(Image-grounded pointing data)
————————
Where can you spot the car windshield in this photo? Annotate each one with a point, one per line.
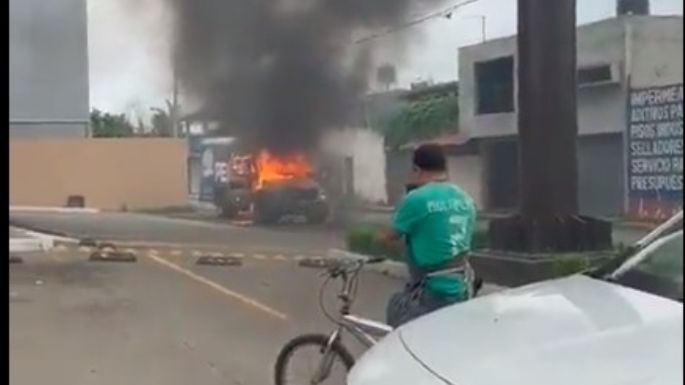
(657, 269)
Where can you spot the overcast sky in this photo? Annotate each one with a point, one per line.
(129, 47)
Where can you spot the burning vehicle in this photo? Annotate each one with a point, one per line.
(270, 187)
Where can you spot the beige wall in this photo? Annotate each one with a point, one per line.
(109, 173)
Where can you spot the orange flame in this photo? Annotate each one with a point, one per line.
(270, 168)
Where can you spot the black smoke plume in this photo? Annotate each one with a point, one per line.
(276, 73)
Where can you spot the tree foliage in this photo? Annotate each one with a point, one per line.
(418, 120)
(106, 125)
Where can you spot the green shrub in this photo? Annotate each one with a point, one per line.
(569, 265)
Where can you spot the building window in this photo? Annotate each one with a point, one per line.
(595, 74)
(495, 85)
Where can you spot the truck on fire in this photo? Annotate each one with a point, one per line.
(269, 187)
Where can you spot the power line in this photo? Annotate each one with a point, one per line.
(445, 12)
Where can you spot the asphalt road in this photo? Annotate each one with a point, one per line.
(151, 228)
(163, 319)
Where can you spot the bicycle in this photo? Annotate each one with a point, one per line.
(330, 347)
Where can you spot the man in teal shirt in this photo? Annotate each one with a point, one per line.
(436, 219)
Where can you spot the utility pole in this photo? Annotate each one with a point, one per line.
(174, 100)
(547, 112)
(548, 129)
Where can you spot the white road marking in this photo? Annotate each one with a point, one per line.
(229, 293)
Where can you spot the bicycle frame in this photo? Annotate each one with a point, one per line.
(364, 330)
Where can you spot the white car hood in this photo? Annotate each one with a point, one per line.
(575, 330)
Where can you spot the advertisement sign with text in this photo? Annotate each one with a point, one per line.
(655, 152)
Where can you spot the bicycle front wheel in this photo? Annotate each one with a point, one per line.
(308, 359)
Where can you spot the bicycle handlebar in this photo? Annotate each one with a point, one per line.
(342, 261)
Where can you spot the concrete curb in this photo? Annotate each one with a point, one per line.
(36, 241)
(27, 245)
(66, 210)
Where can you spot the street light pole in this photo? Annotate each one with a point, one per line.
(483, 22)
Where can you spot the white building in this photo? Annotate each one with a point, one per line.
(616, 57)
(48, 68)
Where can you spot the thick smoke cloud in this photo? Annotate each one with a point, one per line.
(277, 73)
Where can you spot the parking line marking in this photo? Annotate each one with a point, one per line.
(229, 293)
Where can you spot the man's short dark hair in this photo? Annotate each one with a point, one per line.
(430, 157)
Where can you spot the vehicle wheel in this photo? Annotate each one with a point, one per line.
(229, 211)
(317, 214)
(265, 213)
(341, 361)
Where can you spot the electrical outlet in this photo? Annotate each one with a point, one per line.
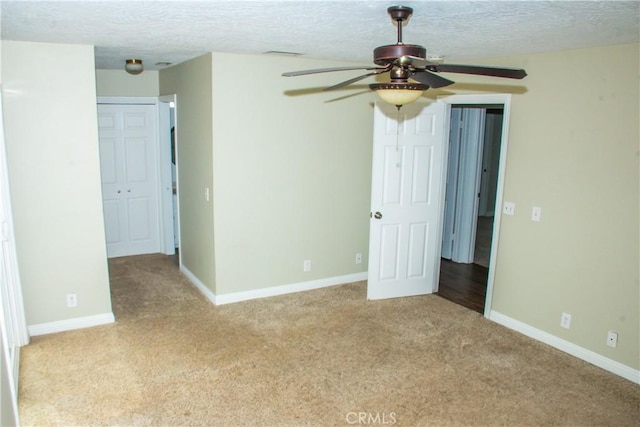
(509, 208)
(72, 300)
(565, 320)
(536, 212)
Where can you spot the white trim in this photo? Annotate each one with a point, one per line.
(198, 284)
(568, 347)
(505, 101)
(138, 100)
(270, 291)
(289, 289)
(71, 324)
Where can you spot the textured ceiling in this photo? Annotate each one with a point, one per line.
(175, 31)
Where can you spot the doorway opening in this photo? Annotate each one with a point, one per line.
(475, 147)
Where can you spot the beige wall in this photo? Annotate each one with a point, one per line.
(292, 173)
(52, 150)
(121, 83)
(573, 151)
(191, 82)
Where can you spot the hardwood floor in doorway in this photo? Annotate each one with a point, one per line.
(464, 284)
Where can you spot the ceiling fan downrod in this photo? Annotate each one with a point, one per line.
(385, 55)
(399, 14)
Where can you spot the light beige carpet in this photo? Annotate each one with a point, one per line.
(319, 358)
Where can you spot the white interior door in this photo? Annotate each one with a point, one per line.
(406, 200)
(128, 159)
(13, 325)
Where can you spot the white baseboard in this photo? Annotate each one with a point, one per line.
(288, 289)
(71, 324)
(271, 291)
(568, 347)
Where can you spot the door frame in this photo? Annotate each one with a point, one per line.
(163, 160)
(505, 101)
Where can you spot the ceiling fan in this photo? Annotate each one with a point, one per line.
(408, 61)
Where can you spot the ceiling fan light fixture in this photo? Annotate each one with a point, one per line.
(399, 93)
(133, 66)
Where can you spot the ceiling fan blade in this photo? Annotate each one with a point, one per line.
(348, 82)
(379, 70)
(433, 80)
(510, 73)
(328, 70)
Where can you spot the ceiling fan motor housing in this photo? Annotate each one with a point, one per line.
(385, 55)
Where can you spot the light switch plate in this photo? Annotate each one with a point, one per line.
(509, 208)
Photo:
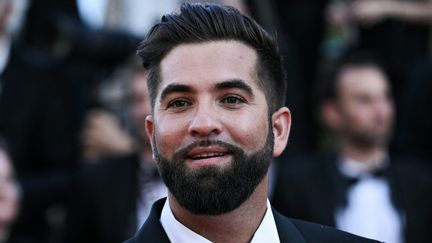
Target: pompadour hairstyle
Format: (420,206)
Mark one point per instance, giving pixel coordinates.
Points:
(196,23)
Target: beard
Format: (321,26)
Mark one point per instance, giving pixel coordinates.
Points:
(214,190)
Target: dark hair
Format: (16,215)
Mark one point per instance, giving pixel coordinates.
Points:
(327,88)
(4,147)
(197,23)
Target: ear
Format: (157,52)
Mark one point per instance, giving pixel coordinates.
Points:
(149,128)
(330,115)
(281,123)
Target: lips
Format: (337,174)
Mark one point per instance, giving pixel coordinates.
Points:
(200,156)
(206,152)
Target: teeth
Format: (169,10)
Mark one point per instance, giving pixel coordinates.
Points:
(206,155)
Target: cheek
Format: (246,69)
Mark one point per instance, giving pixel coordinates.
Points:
(250,132)
(169,135)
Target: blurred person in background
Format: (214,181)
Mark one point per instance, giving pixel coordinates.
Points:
(9,194)
(399,32)
(119,181)
(360,188)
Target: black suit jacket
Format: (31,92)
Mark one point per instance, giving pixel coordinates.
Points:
(311,188)
(289,230)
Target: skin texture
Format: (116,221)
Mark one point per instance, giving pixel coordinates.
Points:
(363,113)
(209,91)
(9,199)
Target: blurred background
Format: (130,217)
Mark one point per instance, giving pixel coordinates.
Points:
(73,100)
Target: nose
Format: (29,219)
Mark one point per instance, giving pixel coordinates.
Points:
(205,123)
————————
WORK REQUEST ::
The number of lines above containing the word "background" is all that should be returned.

ANSWER BELOW ::
2